(Quoted passage):
************
In a paper focusing on the Nigerian oil and gas sector, titled ‘Implementation Framework and Potential Implications of the Domestic Crude Supply Obligations’, TALP lauded the drive by the government to enhance the country’s refining capacity but advocated caution in the enforcement mechanism in light of existing contractual obligations.
The law firm acknowledged that the PIA permits the imposition of domestic crude oil supply obligations by the NUPRC on lessees of upstream petroleum operations towards enhancing local refining capacity, preventing shortages and inadequate supply, supporting strategic economic development and promoting energy security.
It added that to ensure a steady supply of crude oil to the domestic market, the Production Curtailment and Domestic Crude Oil Supply Obligations Regulations 2023 prioritised domestic supply obligations over export commitments, even where production in a quarter falls below the allocated production quotas.
Both the commission and the Nigerian Midstream and Downstream Petroleum Regulatory Authority are responsible for the implementation of the DCSOs.
According to the publication, the NMDPRA is tasked with providing NUPRC with the crude oil requirements for operational refineries and notifying the commission of any shortages or inadequate supply conditions affecting local refineries regularly.
However, it called on industry stakeholders to engage in a forward-thinking approach that accounts for potential regulatory shifts due to relevant provisions of the PIA like Section 109 (4) and Section 231, among others, while maintaining operational and commercial flexibility.
The report stated, “The DCSOs introduced under the PIA represent a critical step toward enhancing Nigeria’s domestic refining capacity and energy security. However, the successful implementation of these obligations will depend largely on the balancing act between regulatory oversight and the protection of existing contractual rights, project commerciality, and bankability, amongst others.
“The commission’s role in curtailing exports to prioritise domestic supply demonstrates the government’s commitment to supporting local refineries, but it also underscores the need for clear and fair regulatory frameworks that do not undermine existing contractual obligations or disrupt market dynamics.”
It could be recalled that the Dangote refinery and other local refineries have recently been up in arms with the NUPRC, accusing it of supporting international oil companies, which they said refused to sell crude to the domestic market.
************
(Data lines):
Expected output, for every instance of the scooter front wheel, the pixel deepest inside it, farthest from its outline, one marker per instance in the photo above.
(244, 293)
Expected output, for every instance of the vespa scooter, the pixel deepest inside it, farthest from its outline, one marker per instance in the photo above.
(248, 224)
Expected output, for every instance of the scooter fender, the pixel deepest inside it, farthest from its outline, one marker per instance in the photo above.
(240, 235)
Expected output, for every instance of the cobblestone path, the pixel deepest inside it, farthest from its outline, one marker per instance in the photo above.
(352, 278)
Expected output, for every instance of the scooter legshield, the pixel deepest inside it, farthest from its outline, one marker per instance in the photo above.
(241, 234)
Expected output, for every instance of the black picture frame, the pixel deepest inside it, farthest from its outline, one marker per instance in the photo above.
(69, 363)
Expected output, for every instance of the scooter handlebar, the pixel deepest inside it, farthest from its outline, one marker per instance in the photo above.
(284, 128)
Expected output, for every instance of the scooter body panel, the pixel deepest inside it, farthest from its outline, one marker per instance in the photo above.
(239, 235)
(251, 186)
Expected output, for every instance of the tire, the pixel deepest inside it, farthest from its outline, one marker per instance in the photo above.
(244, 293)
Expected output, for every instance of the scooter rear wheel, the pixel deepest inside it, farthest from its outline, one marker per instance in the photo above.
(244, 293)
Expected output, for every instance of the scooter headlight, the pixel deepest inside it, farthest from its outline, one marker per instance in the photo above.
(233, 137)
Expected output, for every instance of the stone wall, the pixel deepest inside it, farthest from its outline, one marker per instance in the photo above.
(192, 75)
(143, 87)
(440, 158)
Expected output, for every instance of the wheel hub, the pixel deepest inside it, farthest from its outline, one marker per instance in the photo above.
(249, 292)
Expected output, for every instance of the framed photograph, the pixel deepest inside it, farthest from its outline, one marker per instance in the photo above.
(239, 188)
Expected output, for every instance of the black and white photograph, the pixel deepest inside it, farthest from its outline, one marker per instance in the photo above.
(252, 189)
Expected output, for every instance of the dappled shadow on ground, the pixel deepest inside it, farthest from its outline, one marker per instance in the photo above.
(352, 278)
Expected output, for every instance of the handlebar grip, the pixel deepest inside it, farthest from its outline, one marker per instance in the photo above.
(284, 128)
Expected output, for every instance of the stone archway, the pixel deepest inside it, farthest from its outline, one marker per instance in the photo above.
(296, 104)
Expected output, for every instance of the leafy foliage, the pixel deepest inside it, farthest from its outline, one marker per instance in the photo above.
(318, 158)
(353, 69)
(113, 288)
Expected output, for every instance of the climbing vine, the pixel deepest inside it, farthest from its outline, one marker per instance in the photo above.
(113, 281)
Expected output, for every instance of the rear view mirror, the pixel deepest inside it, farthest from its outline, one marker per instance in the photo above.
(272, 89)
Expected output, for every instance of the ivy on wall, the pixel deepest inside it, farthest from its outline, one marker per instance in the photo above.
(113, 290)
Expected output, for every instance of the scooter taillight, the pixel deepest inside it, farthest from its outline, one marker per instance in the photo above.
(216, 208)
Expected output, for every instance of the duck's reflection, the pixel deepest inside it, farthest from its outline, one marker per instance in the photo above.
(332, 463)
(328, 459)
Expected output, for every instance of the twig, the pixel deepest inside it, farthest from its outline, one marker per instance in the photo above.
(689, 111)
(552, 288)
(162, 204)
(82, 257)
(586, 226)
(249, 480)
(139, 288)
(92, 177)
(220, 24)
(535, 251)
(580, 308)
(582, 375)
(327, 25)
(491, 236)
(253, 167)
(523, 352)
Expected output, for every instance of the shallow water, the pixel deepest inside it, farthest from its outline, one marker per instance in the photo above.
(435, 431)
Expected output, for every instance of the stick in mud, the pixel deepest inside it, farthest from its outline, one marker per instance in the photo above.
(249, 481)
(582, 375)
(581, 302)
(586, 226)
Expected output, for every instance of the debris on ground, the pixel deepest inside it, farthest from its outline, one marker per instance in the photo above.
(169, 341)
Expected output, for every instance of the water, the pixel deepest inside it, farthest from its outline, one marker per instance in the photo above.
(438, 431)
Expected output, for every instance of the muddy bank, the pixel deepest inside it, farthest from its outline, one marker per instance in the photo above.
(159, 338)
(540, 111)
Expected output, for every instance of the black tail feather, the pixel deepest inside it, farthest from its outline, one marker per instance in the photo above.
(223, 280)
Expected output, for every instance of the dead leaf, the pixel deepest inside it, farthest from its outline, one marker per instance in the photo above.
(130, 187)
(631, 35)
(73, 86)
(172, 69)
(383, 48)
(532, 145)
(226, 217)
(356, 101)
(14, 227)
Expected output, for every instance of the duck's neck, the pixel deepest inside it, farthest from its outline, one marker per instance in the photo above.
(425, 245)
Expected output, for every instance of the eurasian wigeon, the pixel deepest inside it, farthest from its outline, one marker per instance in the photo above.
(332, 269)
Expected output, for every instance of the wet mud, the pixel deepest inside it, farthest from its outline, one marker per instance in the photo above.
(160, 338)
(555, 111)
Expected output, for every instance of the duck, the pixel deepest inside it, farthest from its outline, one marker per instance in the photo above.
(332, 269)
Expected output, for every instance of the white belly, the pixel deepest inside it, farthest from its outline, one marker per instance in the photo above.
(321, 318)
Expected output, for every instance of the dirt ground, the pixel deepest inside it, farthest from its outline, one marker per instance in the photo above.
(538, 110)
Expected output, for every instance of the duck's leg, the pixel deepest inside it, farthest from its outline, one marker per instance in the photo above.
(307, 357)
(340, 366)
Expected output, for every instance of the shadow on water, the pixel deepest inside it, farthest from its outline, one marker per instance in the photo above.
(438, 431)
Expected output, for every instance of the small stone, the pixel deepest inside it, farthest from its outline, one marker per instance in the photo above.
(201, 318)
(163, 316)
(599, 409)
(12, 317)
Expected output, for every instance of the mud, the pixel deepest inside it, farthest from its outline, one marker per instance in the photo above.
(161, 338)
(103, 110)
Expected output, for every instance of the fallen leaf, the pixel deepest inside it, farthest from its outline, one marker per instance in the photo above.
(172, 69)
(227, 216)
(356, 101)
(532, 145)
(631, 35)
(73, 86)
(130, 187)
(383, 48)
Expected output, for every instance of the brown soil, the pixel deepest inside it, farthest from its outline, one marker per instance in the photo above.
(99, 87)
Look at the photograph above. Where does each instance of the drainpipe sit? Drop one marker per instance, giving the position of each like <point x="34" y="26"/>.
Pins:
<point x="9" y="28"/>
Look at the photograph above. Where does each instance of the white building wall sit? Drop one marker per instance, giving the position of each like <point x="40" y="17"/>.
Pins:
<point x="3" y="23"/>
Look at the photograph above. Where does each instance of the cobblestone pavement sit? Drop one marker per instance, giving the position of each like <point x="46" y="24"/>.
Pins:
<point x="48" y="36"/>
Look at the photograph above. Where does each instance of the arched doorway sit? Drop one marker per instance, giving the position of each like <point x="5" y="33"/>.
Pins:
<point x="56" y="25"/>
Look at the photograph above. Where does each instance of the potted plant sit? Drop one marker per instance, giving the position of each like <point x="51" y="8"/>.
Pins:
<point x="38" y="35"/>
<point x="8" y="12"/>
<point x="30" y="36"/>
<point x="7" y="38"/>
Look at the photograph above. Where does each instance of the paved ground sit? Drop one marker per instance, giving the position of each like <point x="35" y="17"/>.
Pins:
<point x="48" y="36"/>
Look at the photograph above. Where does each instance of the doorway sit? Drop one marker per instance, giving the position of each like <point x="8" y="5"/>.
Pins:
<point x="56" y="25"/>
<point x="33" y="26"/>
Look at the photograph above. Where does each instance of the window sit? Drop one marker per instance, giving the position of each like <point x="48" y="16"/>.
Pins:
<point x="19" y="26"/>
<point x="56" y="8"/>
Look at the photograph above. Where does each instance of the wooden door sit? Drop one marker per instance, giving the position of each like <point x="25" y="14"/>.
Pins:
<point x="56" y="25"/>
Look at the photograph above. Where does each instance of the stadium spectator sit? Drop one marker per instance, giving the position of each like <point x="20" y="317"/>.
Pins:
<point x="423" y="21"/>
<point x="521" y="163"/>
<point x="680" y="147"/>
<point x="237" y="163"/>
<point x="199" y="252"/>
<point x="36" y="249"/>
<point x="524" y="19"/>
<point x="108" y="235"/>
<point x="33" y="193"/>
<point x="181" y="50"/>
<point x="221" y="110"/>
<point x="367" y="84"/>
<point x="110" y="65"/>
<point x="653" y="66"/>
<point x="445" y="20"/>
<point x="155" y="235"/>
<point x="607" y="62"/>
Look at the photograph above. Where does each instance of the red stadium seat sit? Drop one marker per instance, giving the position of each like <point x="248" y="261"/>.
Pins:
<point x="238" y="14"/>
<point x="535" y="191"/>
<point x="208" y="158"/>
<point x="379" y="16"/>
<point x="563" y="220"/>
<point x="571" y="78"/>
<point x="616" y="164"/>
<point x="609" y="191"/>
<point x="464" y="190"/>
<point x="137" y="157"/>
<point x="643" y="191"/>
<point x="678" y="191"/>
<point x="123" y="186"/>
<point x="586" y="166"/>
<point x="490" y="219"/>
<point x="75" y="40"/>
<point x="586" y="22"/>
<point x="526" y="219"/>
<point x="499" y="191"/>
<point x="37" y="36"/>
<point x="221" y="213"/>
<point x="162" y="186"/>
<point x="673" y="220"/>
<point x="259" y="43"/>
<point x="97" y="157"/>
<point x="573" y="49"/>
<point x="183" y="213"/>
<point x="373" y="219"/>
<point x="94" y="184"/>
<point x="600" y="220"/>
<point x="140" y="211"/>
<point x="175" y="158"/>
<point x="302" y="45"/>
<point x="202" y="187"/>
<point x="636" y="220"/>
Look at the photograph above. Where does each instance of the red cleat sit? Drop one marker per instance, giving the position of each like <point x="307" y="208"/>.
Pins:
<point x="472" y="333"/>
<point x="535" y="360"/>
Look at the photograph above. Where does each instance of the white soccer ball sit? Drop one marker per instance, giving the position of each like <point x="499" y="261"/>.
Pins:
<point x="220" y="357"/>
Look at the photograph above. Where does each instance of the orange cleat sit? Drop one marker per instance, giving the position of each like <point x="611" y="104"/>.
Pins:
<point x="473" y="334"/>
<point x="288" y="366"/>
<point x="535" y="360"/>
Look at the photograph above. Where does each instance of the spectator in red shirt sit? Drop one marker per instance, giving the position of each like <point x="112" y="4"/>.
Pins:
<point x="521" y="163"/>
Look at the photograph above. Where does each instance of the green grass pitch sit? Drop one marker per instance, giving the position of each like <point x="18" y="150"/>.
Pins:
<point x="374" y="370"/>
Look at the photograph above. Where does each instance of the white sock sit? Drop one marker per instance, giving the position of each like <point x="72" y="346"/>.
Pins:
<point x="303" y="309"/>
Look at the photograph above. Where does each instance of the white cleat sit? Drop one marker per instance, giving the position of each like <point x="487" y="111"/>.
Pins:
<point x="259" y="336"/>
************
(What is expected):
In one to three sentences, state why the 2023 regulations described in the passage on domestic crude supply obligations put domestic supply ahead of export commitments. The records are separate from the passage on domestic crude supply obligations.

(Exercise output):
The regulations give domestic supply obligations priority over export commitments to ensure a steady supply of crude oil to the domestic market. This priority applies even when production in a quarter falls below the allocated production quotas.